* [Your task] The expected output is every entry, repeated exactly.

* [Stored items from a collection]
[Start of Attachment]
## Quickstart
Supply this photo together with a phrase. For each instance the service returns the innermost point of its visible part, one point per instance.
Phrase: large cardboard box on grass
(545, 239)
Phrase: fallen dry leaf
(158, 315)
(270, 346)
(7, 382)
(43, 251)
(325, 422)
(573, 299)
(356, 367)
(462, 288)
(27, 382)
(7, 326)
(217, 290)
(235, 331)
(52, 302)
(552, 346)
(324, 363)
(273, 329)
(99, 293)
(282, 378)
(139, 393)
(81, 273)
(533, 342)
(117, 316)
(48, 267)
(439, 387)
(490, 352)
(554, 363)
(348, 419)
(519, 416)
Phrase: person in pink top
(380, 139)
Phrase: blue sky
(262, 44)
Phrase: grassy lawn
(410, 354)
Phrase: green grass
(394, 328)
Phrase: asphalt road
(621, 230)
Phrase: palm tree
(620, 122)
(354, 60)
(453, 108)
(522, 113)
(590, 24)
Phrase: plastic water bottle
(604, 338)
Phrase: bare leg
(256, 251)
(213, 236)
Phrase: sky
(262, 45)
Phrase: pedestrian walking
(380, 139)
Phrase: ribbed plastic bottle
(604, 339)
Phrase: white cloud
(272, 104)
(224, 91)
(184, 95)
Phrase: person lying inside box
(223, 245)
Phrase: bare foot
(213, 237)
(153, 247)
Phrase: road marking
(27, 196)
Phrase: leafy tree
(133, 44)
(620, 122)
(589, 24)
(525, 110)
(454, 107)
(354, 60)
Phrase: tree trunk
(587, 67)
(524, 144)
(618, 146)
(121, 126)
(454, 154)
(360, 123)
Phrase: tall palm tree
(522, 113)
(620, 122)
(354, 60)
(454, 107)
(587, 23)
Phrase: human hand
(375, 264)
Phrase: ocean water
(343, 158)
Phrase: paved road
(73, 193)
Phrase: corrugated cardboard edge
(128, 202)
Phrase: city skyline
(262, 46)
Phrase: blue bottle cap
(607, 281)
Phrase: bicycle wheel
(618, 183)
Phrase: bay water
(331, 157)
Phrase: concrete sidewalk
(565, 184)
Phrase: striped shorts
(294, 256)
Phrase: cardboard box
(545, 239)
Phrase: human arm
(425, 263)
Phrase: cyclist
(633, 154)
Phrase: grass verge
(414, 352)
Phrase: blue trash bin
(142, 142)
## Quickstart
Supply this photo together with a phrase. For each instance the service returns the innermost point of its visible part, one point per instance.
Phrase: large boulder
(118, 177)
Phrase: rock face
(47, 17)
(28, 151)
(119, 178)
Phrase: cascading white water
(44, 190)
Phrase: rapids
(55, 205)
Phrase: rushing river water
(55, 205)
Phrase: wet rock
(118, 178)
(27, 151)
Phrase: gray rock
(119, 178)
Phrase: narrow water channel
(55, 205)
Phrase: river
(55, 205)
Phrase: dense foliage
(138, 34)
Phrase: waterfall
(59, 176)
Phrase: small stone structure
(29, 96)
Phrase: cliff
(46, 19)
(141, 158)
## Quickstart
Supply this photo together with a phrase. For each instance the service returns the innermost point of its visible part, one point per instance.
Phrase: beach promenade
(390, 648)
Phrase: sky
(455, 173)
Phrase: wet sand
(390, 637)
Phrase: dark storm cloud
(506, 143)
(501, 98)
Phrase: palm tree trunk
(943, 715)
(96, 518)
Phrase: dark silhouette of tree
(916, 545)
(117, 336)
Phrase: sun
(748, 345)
[End of Attachment]
* [Exercise response]
## Quickstart
Supply this photo together with a phrase. For each instance the service returns the innermost point of its visible part, one point per instance.
Phrase: large cardboard box on grass
(545, 239)
Phrase: fallen dry leaf
(158, 315)
(270, 346)
(7, 382)
(43, 251)
(325, 422)
(573, 299)
(356, 367)
(462, 288)
(27, 382)
(7, 326)
(217, 290)
(235, 331)
(52, 302)
(552, 346)
(324, 363)
(273, 329)
(99, 293)
(282, 378)
(139, 393)
(81, 273)
(533, 342)
(117, 316)
(48, 267)
(439, 387)
(490, 352)
(554, 363)
(348, 419)
(519, 416)
Phrase: person in pink top
(380, 139)
Phrase: blue sky
(262, 44)
Phrase: grassy lawn
(410, 354)
Phrase: green grass
(394, 328)
Phrase: asphalt road
(621, 230)
Phrase: palm tree
(620, 122)
(354, 60)
(453, 108)
(522, 113)
(590, 24)
Phrase: plastic water bottle
(604, 338)
Phrase: bare leg
(256, 251)
(213, 236)
Phrase: sky
(262, 45)
Phrase: pedestrian walking
(380, 139)
Phrase: ribbed plastic bottle
(604, 339)
Phrase: white cloud
(272, 104)
(224, 91)
(184, 95)
Phrase: person lying inside box
(223, 245)
Phrase: bare foot
(213, 237)
(153, 247)
Phrase: road marking
(27, 196)
Phrase: leafy tree
(133, 44)
(620, 122)
(589, 24)
(525, 110)
(454, 107)
(354, 60)
Phrase: tree trunk
(587, 67)
(524, 144)
(618, 146)
(121, 126)
(454, 154)
(360, 123)
Phrase: tall palm tree
(522, 113)
(620, 122)
(354, 60)
(454, 107)
(587, 23)
Phrase: human hand
(375, 264)
Phrase: ocean water
(343, 158)
Phrase: paved road
(73, 193)
Phrase: corrugated cardboard edge
(128, 202)
Phrase: city skyline
(262, 46)
Phrase: blue bottle cap
(607, 281)
Phrase: bicycle wheel
(618, 183)
Phrase: bay water
(331, 157)
Phrase: concrete sidewalk
(565, 184)
Phrase: striped shorts
(294, 256)
Phrase: cardboard box
(545, 239)
Phrase: human arm
(425, 263)
Phrase: cyclist
(633, 154)
Phrase: grass verge
(414, 352)
Phrase: blue trash bin
(142, 142)
## Quickstart
Supply this photo together with a phrase. For each instance the service returns the innermost point of its visible part, one point per instance.
Phrase: large boulder
(118, 177)
Phrase: rock face
(47, 17)
(28, 151)
(119, 178)
Phrase: cascading white water
(44, 190)
Phrase: rapids
(55, 205)
Phrase: rushing river water
(55, 205)
Phrase: wet rock
(118, 178)
(27, 151)
Phrase: gray rock
(119, 178)
Phrase: narrow water channel
(55, 205)
Phrase: river
(55, 205)
Phrase: dense foliage
(138, 34)
Phrase: waterfall
(59, 176)
Phrase: small stone structure
(29, 96)
Phrase: cliff
(46, 19)
(141, 158)
## Quickstart
Supply this photo together with a phrase. For each instance the service returns the innermost point of its visible part, one point per instance.
Phrase: beach promenade
(390, 648)
Phrase: sky
(455, 173)
Phrase: wet sand
(390, 637)
Phrase: dark storm cloud
(506, 143)
(501, 98)
Phrase: palm tree trunk
(943, 715)
(96, 518)
Phrase: dark silhouette of tree
(916, 545)
(117, 336)
Phrase: sun
(748, 345)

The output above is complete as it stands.